##### TEXTO EXTRAÍDO

Figura 1: Demonstração do Resultado Consolidado da Petrobrás
Conforme mostrado na Figura 1, no 1º trimestre de 2021, o resultado financeiro líquido da Petrobrás foi um prejuízo de R$ 30,748 bilhões; no 2º trimestre de 2021, o resultado financeiro foi um lucro de R$ 10,776 bilhões. Essa diferença de R$ 41,524 bilhões é muito próxima de R$ 41,765 bilhões, que é a diferença entre os lucros contábeis do 1º e 2º trimestres de 2021.
Com a própria Petrobrás reconhece, esse resultado financeiro do 2º trimestre de 2021 reflete os ganhos cambiais, sem efeito caixa, relacionados à valorização do real de 12,2% em relação ao dólar e a atualização monetária referente ao ganho complementar da exclusão do ICMS da base de cálculo do PIS/COFINS. A Figura 2 mostra os valores dos “câmbios” de fim de período.
Figura 2: “Câmbios” no final do 1º e 2º trimestres de 2021
As variações monetárias e cambiais, líquidas, no 1º trimestre e no 2º trimestre de 2021 foram, respectivamente, de negativos R$ 24,811 bilhões e positivos R$ 19,538 bilhões, o que representa uma diferença de R$ 44,349 bilhões. Essa diferença foi decisiva para o mencionado aumento de 3273% de aumento no lucro contábil da Petrobrás. Entretanto, se, no final do 3º trimestre de 2021, o câmbio retornar a 5,70 reais por dólar, o lucro da Petrobrás deverá cair significativamente, mesmo que a empresa continue praticando elevados preços para os derivados vendidos no mercado interno.
É importante reconhecer, todavia, que a receita líquida na venda de derivados no mercado interno aumentou, do 1º trimestre para o 2º trimestre de 2021, respectivamente, de R$ 52,031 bilhões para R$ 63,789 bilhões. Esse aumento de R$ 11,758 bilhões é, no entanto, muito inferior ao valor de R$ 41,524 bilhões, que corresponde à mencionada diferença entre os resultados financeiros.
Fica demonstrado, então, que a principal causa do aumento de 3273% do lucro no 2º trimestre de 2021 em relação ao 1º trimestre de 2021 foi a valorização do real e o ganho complementar da exclusão do ICMS da base de cálculo do PIS/COFINS.
Na realidade, os preços elevados da Petrobrás decorrem da política de preço de paridade de importação (PPI), que foi formalmente implementada na Petrobrás a partir de 2016, na gestão do Sr. Pedro Parente.
Essa política tem, na realidade, pequeno efeito na rentabilidade da Petrobrás, pois ao praticar “preços elevados” a estatal perde fatia do mercado interno por viabilizar a importação de derivados por outras empresas, sendo obrigada a reduzir o fator de utilização das refinarias. Nesse contexto, a Petrobrás torna-se grande exportadora de petróleo bruto, deixando de agregar valor na produção de derivados em suas refinarias.

##########
##### MATERIAL FORNECIDO

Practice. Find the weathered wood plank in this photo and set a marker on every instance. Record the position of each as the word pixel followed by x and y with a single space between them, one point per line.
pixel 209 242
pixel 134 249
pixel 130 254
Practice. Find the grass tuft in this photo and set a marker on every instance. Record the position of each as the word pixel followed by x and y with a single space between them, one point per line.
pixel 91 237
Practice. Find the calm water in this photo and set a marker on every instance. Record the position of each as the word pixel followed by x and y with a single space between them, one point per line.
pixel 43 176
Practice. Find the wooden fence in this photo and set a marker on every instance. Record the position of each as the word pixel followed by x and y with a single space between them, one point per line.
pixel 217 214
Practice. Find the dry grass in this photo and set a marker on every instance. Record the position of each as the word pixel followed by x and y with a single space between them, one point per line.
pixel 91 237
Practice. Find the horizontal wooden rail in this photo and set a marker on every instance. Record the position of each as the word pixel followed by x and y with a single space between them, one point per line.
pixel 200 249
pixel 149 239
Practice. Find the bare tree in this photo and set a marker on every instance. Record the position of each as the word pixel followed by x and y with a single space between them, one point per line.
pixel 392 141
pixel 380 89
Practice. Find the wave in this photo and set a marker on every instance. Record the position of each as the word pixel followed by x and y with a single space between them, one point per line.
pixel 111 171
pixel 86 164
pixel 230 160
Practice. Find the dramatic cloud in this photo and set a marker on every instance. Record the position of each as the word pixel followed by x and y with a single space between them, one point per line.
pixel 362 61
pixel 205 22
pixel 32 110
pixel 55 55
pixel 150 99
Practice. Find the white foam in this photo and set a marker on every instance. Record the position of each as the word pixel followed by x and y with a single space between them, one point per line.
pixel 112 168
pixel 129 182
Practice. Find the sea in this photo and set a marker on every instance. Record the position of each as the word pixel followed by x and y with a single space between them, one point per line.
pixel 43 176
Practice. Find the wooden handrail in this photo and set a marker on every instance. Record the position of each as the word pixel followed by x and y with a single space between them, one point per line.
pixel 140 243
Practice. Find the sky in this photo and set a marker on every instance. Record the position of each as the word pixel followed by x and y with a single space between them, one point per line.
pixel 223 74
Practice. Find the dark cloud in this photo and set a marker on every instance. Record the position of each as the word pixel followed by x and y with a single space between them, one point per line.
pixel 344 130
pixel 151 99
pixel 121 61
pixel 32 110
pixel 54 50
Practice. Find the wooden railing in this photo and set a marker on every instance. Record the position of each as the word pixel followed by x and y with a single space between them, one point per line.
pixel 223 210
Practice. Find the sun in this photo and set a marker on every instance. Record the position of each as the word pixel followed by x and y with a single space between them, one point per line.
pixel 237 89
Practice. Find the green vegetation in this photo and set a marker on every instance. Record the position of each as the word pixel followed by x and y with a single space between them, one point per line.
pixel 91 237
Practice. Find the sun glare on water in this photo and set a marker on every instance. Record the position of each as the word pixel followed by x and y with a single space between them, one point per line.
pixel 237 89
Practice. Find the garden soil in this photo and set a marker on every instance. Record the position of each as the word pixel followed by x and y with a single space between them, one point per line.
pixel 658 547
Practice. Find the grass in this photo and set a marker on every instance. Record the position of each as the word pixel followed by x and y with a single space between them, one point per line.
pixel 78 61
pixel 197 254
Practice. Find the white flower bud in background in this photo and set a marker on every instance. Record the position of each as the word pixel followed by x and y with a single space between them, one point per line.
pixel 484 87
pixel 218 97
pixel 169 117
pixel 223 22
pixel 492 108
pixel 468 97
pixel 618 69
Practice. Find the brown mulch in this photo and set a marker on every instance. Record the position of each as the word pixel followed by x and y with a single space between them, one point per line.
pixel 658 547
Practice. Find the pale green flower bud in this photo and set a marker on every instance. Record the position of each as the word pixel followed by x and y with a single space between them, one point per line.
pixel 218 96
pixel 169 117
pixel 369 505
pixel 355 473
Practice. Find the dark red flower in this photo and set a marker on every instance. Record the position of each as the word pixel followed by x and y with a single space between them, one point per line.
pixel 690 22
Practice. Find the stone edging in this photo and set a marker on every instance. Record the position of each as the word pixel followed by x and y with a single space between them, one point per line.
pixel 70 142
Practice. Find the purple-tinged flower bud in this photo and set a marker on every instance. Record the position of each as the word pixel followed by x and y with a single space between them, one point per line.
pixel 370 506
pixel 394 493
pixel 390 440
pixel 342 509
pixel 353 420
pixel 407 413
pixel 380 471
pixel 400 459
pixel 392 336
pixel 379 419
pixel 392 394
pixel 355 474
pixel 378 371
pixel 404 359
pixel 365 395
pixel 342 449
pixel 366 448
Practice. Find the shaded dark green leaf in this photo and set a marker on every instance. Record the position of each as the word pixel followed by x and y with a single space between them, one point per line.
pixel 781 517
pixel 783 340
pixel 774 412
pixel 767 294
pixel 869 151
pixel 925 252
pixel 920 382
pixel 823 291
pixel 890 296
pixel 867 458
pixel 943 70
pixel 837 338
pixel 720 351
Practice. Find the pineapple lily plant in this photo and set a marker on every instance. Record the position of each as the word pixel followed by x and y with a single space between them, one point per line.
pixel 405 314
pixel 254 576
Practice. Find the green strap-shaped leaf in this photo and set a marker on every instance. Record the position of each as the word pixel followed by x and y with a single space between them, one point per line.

##########

REQUISITOS DO PROBLEMA » Indique se cada afirmação a seguir concorda com o texto extraído, respondendo sim ou não e citando as palavras do texto que decidem a resposta. 1. No 2º trimestre de 2021, o resultado financeiro da Petrobrás foi um lucro de R$ 10,776 bilhões. 2. A receita líquida na venda de derivados no mercado interno caiu do 1º para o 2º trimestre de 2021. 3. A política de preço de paridade de importação foi formalmente implementada na Petrobrás a partir de 2016.

EXERCÍCIO RESOLVIDO »
1. Sim: "no 2º trimestre de 2021, o resultado financeiro foi um lucro de R$ 10,776 bilhões".
2. Não: "a receita líquida na venda de derivados no mercado interno aumentou, do 1º trimestre para o 2º trimestre de 2021, respectivamente, de R$ 52,031 bilhões para R$ 63,789 bilhões".
3. Sim: "a política de preço de paridade de importação (PPI), que foi formalmente implementada na Petrobrás a partir de 2016".